→ MATERIAL PROVIDED
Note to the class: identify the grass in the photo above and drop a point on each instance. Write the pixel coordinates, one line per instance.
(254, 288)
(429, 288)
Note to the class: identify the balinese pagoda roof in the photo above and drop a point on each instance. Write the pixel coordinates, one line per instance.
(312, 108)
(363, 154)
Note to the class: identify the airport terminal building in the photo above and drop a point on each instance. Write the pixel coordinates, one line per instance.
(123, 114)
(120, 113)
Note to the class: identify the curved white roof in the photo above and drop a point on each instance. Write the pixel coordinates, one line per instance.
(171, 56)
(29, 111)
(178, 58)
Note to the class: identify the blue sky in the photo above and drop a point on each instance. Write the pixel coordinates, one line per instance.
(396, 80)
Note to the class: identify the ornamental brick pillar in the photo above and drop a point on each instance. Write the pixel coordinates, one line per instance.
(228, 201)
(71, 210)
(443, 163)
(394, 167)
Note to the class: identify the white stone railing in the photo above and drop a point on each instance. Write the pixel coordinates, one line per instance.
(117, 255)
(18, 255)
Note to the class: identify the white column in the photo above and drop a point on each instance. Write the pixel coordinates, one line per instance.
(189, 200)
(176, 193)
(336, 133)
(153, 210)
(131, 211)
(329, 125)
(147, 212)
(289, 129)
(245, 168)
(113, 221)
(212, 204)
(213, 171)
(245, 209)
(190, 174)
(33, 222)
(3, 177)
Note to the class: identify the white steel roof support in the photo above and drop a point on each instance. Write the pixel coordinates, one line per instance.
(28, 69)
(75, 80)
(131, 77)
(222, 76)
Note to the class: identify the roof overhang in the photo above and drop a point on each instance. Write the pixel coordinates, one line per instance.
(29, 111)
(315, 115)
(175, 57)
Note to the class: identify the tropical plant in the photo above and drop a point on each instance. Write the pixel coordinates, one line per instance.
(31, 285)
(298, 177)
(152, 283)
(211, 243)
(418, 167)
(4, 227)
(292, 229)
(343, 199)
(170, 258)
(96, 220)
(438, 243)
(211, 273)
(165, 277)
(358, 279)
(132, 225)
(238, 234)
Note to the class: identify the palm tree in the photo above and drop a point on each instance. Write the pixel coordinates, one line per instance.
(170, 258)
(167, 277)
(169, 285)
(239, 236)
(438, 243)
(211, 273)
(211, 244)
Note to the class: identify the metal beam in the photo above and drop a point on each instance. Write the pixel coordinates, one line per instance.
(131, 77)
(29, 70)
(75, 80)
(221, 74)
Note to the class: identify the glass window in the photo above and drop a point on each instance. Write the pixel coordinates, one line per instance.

→ STATED TASK
Output each record precisely as given.

→ SOLUTION TO THIS TASK
Note to the class: identify the grass in the photo above and drop a point on each instance. Write the pixel coordinates, one line per instance.
(254, 288)
(429, 288)
Note to the class: identify the balinese pagoda roof in the photo above and drop a point on each instance. Write the pixel coordinates, one line per instance.
(312, 108)
(363, 154)
Note to the class: identify the airport terminal building in the photo above and drop a point on each instance. Write the pixel coordinates, one line per instance.
(123, 114)
(120, 113)
Note to the class: identify the curved white roof in the photo above and drop a point on each instance. Write the pixel coordinates, one line per instance.
(171, 56)
(29, 111)
(178, 58)
Note to the class: identify the blue sky in the photo above and drop a point on each instance. Write the pixel coordinates, one line per instance.
(396, 80)
Note to the class: identify the ornamental brick pillar in the photo above and drop a point on each instance. Write the pixel coordinates, one line per instance.
(228, 201)
(71, 210)
(443, 163)
(394, 167)
Note to the class: identify the white stone railing in the photo above and drop a point on each instance. Write the pixel coordinates, one line per instance.
(117, 255)
(18, 255)
Note to the class: identify the white column in the photo above and drop a point on each instance. Write the pixel coordinates, one line per instance.
(189, 200)
(176, 193)
(336, 133)
(153, 210)
(131, 211)
(329, 125)
(147, 212)
(289, 129)
(245, 168)
(113, 221)
(212, 204)
(213, 171)
(245, 209)
(190, 174)
(33, 222)
(3, 177)
Note to the class: identify the white steel roof support in the photo above and drop a point on each instance. Write the pixel coordinates, one line per instance.
(28, 69)
(75, 80)
(131, 77)
(222, 76)
Note to the class: identify the roof overhang in the photo above and drop a point on each instance. Write the pixel coordinates, one line per instance.
(29, 111)
(315, 115)
(175, 57)
Note to the class: identify the tropical plant in the photo above and drop a point on each instance. Write the pixel coordinates, one line per instance.
(31, 285)
(298, 177)
(152, 283)
(211, 243)
(418, 167)
(4, 227)
(292, 229)
(343, 199)
(170, 258)
(96, 220)
(438, 243)
(211, 273)
(165, 277)
(358, 279)
(132, 225)
(238, 234)
Note to the class: identify the palm tree in the photo above and drop a point on each instance. Write the pixel coordinates, one line per instance.
(170, 258)
(167, 277)
(169, 285)
(239, 236)
(438, 243)
(211, 273)
(211, 244)
Note to the class: identify the metal beam in the photo above and drop a point on each instance. Write the pixel coordinates, one line per instance.
(131, 77)
(29, 70)
(75, 80)
(221, 74)
Note to the class: identify the glass window in the photo above and drop a point on each instance. Write the pixel coordinates, one line per instance.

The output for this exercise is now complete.